Referring expression grounding data:

= = = = = = =

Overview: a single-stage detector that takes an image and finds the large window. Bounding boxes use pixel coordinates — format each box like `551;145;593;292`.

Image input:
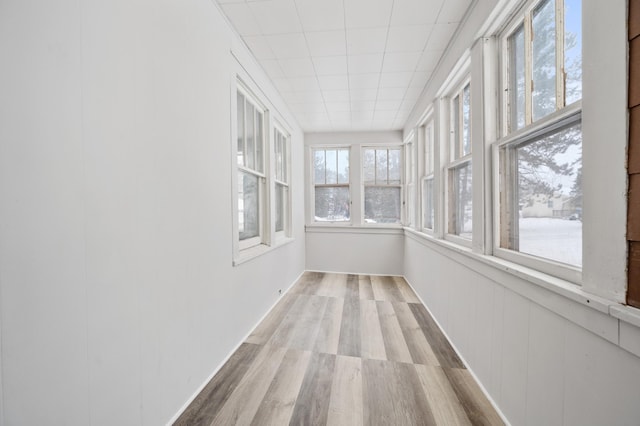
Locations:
237;87;265;249
498;0;582;274
447;82;472;240
363;147;402;224
274;126;290;237
421;120;435;231
313;148;350;222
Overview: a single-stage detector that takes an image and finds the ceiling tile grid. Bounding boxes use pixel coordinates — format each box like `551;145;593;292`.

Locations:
218;0;472;132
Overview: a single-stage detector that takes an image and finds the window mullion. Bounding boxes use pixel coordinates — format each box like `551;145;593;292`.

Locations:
525;13;533;126
556;0;566;109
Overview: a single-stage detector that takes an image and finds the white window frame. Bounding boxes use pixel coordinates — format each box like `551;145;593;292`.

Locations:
444;79;473;247
235;81;267;252
404;133;416;227
361;145;404;226
420;115;436;234
311;146;352;224
273;122;291;240
493;0;583;284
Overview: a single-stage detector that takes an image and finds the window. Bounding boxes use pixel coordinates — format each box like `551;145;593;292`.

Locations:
498;0;582;275
237;87;265;249
447;82;472;240
274;126;290;237
421;120;435;231
405;135;416;227
363;147;402;224
313;148;350;222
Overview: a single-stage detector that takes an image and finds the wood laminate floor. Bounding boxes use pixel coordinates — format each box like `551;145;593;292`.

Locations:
175;272;503;426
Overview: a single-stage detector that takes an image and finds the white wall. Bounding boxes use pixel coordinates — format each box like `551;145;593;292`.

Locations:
0;1;305;425
304;131;405;276
405;236;640;425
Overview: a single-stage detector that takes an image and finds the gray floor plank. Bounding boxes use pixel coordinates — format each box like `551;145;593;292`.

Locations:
289;352;336;426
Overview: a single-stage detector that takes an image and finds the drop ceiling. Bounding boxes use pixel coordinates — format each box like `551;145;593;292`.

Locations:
217;0;472;132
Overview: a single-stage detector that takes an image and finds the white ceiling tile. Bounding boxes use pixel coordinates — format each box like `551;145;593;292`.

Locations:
280;57;316;77
323;90;350;102
371;120;396;130
325;102;352;112
282;90;325;103
349;73;380;89
289;102;327;113
373;110;398;120
385;25;432;52
248;0;303;34
221;3;262;36
381;51;421;73
426;23;458;50
351;100;376;111
437;0;472;24
390;0;441;26
318;75;349;90
305;30;347;57
377;87;407;100
348;54;384;74
260;59;286;79
243;35;276;59
288;76;321;91
404;86;423;101
295;0;345;31
400;98;418;111
266;33;310;59
312;56;348;76
416;49;444;71
346;28;388;55
328;110;351;120
409;70;431;87
375;99;403;110
350;88;378;101
379;71;414;88
271;78;295;92
344;0;394;29
218;0;245;3
352;110;374;120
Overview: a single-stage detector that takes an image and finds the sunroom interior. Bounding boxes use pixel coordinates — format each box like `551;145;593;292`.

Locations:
1;0;639;424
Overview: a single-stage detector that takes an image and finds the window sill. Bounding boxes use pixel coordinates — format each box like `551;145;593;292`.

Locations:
306;224;405;235
233;237;295;266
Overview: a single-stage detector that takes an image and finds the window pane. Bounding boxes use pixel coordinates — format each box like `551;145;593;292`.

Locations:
423;178;434;230
325;149;338;184
237;93;245;166
282;138;288;183
314;150;325;184
363;149;375;184
275;133;282;181
388;149;401;184
246;102;255;170
315;187;350;221
532;0;556;121
462;84;471;156
376;149;388;183
238;171;259;241
509;24;526;131
426;124;434;174
337;149;349;184
513;123;582;266
255;111;263;173
275;183;285;232
449;162;472;238
364;187;401;224
452;96;460;159
565;0;582;105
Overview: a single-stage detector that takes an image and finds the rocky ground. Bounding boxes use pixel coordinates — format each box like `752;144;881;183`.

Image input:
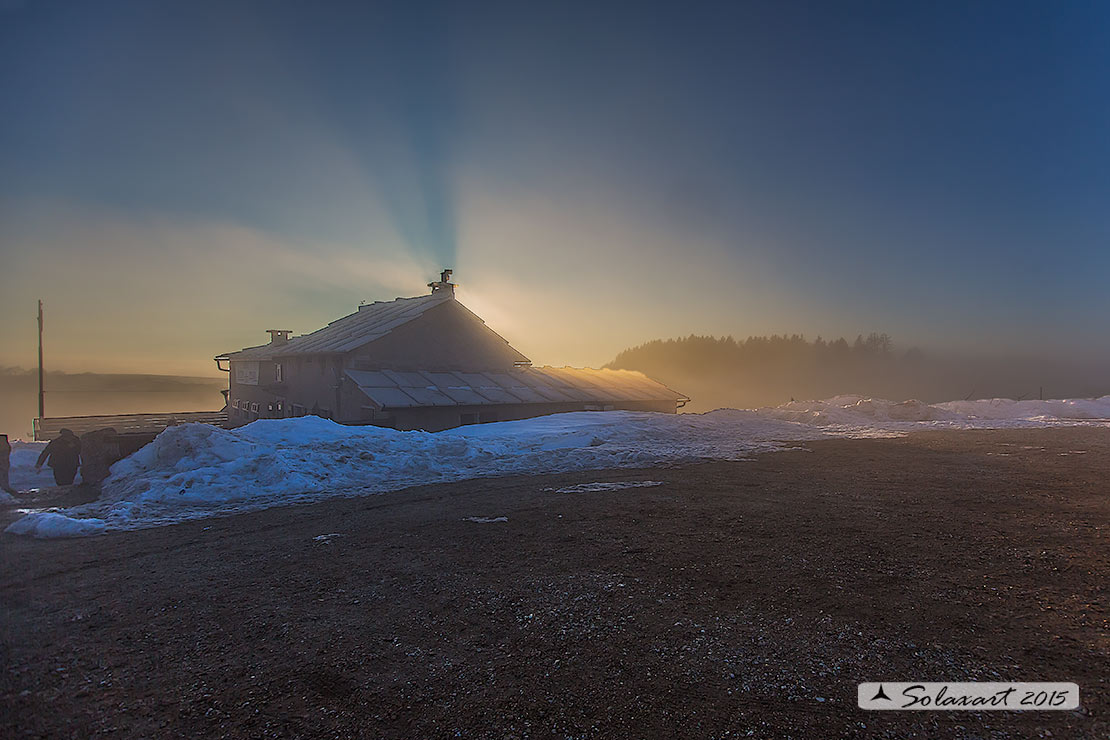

= = = = = = =

▶ **YOUR TASK**
Reply with nothing but a number: how many lines of the entries above contain the string "window"?

▶ **THE COMPLETED TASK**
6